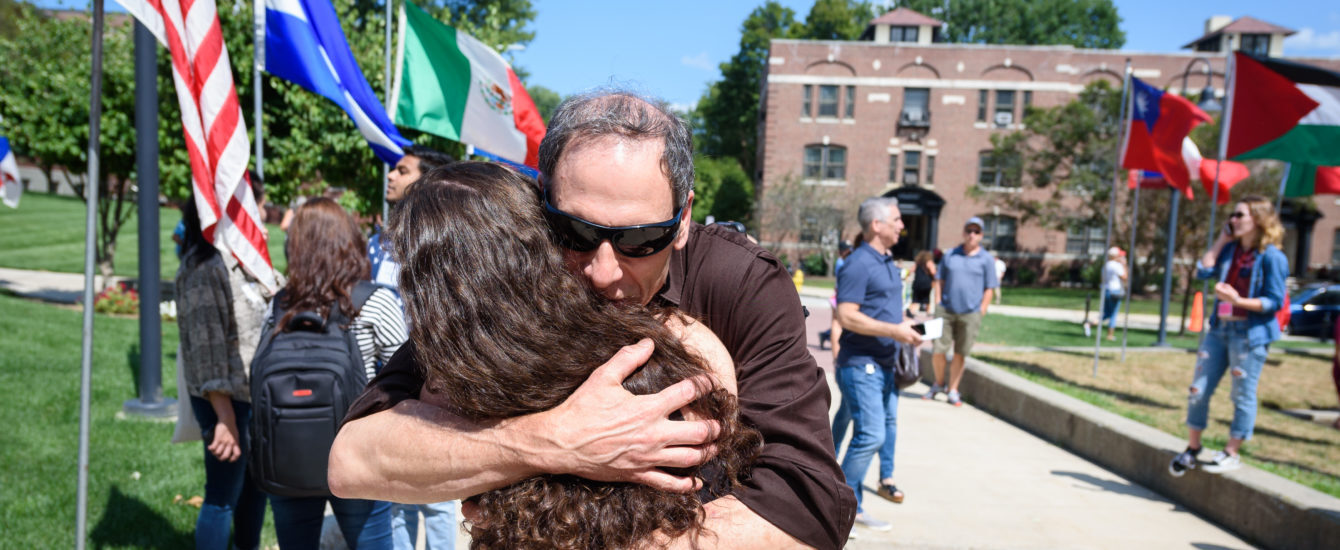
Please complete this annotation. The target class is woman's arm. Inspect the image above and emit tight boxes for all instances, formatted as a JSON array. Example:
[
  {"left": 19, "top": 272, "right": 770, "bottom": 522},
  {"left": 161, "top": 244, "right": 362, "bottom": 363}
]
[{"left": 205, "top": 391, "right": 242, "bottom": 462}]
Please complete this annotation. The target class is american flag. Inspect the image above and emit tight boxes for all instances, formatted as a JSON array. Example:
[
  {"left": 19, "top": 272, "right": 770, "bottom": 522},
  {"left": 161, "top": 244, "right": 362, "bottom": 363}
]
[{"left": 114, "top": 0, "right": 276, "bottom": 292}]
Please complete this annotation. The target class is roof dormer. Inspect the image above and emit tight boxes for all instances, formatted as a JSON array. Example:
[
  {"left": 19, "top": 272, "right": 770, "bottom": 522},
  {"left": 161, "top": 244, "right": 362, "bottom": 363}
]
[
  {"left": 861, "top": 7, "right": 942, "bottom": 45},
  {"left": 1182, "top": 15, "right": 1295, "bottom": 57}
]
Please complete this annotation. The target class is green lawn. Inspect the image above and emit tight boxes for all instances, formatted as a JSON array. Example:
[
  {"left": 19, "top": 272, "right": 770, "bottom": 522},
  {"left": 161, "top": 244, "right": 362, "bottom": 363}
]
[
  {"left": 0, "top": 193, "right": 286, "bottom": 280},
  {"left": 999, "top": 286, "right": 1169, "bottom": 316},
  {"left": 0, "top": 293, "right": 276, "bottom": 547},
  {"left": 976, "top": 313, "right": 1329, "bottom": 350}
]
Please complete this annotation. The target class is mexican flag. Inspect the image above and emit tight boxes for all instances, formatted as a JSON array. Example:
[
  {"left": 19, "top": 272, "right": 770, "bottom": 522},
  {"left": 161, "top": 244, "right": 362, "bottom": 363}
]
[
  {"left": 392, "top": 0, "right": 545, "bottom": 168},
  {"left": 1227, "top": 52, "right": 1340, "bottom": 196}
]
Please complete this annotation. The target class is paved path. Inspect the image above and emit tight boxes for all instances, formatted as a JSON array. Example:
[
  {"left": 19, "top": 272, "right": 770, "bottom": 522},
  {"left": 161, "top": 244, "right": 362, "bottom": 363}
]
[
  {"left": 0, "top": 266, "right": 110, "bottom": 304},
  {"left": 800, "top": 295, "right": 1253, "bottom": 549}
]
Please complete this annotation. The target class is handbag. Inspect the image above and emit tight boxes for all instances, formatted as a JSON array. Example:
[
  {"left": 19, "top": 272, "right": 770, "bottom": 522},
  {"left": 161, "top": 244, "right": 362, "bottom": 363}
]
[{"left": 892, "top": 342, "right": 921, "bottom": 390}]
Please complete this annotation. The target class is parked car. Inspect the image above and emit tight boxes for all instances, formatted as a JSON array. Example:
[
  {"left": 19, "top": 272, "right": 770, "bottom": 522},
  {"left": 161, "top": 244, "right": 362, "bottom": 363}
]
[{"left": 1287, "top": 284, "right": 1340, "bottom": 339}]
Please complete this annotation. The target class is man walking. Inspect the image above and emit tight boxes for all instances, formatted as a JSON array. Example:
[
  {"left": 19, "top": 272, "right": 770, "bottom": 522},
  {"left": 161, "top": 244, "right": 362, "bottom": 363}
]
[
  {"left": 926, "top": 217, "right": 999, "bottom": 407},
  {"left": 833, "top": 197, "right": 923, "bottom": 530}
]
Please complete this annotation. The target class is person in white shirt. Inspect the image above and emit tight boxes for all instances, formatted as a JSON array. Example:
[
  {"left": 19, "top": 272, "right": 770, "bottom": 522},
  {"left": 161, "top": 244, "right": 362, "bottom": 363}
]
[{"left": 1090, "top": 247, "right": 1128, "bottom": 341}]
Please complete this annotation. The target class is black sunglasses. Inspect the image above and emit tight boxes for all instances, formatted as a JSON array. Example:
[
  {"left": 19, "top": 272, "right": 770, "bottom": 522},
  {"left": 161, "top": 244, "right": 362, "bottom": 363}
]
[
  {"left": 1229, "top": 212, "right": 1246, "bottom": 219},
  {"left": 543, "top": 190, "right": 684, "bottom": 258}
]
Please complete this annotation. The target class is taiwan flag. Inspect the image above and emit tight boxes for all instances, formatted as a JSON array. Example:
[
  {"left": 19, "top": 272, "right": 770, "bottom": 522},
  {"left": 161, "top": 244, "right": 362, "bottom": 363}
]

(WHAT IS REQUIRED):
Identify the lines of the data that contain the word "flag". Copy each of them.

(EXERCISE RESULT):
Please complete this annotation. The target class is american flag. Inspect the image above and emit tight boxes for all instances, formatted as a JSON array. Example:
Please complete this annotation. The target class is mexican flag. Inspect the image above and emit tight boxes for all instances, formatted as a JSON array. Example:
Please complete this annotation. The target class is taiwan flag. Inspect the image above and emit tight boxes for all instances, formatted as a JSON array. Example:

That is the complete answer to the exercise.